Schriftelijke opdrachten:
1) Beantwoord de volgende vragen over de tekst over de strafoplegging:
(a) Met welke drie zaken is de strafoplegging volgens de tekst in overeenstemming?
(b) Waar is van een en ander gebleken?
(c) Voor welk soort straf heeft de rechtbank gekozen?
2) Geef bij elke bewering aan of die klopt met de tekst over de strafoplegging. Antwoord met ja of nee en citeer de woorden uit de tekst die de doorslag geven.
(a) Bij het bepalen van de duur van de straf heeft de rechtbank bepaalde zaken laten meewegen.
(b) Bij de strafoplegging is geen rekening gehouden met de persoon van verdachte.
(c) Volgens de tekst is ter terechtzitting niets gebleken over de omstandigheden.
3) Schrijf een vervolg op de tekst over de strafoplegging. Begin direct na de laatste zin.

━━━━━ Aangeleverde tekst

De hierna te noemen strafoplegging is in overeenstemming met de ernst van het bewezen geachte, de omstandigheden waaronder dit is begaan en de persoon van verdachte, zoals van een en ander ter terechtzitting is gebleken.
De rechtbank heeft bij de keuze tot het opleggen van een vrijheidsbenemende straf en bij de vaststelling van de duur daarvan in het bijzonder het volgende laten meewegen.

━━━━━━━━━━
━━━━━ Ruwe lijst

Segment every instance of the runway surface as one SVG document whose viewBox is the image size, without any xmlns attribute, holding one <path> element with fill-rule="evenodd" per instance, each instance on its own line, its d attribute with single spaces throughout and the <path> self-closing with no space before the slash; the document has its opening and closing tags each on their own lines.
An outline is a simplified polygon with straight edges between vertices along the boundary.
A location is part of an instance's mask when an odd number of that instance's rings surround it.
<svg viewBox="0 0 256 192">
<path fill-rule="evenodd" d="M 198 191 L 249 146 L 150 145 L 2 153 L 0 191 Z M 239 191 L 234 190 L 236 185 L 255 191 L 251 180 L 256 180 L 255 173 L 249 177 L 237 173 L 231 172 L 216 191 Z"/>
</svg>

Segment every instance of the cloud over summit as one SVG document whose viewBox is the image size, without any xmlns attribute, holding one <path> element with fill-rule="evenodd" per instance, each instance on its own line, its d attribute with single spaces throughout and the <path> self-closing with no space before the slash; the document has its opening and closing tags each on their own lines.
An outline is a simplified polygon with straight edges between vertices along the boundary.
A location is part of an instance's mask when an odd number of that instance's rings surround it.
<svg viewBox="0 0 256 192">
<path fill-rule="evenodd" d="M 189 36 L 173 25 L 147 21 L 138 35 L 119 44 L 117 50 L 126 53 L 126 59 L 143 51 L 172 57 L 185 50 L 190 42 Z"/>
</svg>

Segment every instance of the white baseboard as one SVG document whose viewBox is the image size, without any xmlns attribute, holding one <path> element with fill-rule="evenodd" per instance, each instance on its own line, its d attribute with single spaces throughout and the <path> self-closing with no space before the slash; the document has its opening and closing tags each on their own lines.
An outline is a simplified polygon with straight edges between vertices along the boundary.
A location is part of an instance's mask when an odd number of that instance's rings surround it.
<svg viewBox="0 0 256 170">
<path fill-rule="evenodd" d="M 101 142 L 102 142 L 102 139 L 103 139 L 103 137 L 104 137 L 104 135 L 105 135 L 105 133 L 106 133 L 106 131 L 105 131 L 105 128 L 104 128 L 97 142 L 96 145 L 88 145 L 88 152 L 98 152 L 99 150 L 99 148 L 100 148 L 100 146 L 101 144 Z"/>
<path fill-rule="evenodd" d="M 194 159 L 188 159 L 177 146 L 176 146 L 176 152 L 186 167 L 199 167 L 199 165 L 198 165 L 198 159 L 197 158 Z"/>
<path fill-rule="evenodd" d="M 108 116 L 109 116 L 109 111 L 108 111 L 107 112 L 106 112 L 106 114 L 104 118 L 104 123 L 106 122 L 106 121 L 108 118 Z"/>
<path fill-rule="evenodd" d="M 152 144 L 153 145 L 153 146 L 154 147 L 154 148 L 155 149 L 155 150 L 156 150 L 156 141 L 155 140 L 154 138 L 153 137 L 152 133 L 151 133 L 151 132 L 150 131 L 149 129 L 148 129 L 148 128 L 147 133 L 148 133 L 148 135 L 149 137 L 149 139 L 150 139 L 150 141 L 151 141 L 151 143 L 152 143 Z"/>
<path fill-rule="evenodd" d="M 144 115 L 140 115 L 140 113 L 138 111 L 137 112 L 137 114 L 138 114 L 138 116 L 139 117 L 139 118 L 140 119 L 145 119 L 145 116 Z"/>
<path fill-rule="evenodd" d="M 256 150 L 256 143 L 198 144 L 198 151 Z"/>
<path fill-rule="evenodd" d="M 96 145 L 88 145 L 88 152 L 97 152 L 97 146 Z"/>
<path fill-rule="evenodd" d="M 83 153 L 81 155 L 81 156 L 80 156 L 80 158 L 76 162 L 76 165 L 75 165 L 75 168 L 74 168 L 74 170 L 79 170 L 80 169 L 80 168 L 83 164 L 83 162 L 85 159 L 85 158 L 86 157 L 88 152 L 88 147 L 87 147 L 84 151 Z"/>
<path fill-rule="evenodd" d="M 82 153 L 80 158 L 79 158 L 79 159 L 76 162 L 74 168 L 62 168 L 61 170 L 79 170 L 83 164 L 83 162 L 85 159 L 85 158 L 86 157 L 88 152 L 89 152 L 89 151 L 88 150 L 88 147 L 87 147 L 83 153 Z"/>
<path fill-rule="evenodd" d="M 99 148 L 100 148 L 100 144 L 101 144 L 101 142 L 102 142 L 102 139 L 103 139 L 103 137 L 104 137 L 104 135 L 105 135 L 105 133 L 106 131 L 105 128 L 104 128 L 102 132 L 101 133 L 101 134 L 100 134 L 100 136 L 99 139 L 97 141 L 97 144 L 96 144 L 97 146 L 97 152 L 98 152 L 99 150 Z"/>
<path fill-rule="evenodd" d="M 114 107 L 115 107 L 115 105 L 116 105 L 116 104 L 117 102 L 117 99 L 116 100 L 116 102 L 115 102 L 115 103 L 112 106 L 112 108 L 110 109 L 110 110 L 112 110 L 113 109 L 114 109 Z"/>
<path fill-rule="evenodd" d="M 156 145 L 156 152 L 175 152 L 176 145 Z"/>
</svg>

━━━━━━━━━━

Antwoorden per opdracht:
1)
(a) Met de ernst van het bewezen geachte, de omstandigheden waaronder dit is begaan en de persoon van verdachte.
(b) Ter terechtzitting.
(c) Voor een vrijheidsbenemende straf.

2)
(a) Ja: "bij de vaststelling van de duur daarvan in het bijzonder het volgende laten meewegen"
(b) Nee: "en de persoon van verdachte"
(c) Nee: "zoals van een en ander ter terechtzitting is gebleken"

3)
Verdachte heeft zich schuldig gemaakt aan een reeks strafbare feiten, waarvan een groot deel zeer ernstig is. Op 6 april 2019 heeft hij als minderjarige samen met anderen [slachtoffer 1] en [slachtoffer 2] beroofd en geprobeerd [slachtoffer 3] te beroven. De drie jongens van 14 en 15 jaar oud fietsten ’s avonds nietsvermoedend door het park toen zijn tot stilstand werden gebracht door verdachte en zijn medeverdachten. Bij [slachtoffer 1] is een mes op de keel gezet. Er is ook gedreigd met een vuurwapen, waarmee zelfs ook twee keer is geschoten en [slachtoffer 3] is geslagen. [slachtoffer 1] en [slachtoffer 2] hebben onder die dreiging allerlei waardevolle goederen afgegeven aan de verdachten, waaronder hun mobiele telefoons en een pinpas. Het is een zeer angstige situatie voor de drie jongens geweest, zoals blijkt uit hun aangiften en de vordering benadeelde partij van [slachtoffer 2] . Hij heeft last van angsten, slaapt slecht en durft niet goed in het donker te fietsen.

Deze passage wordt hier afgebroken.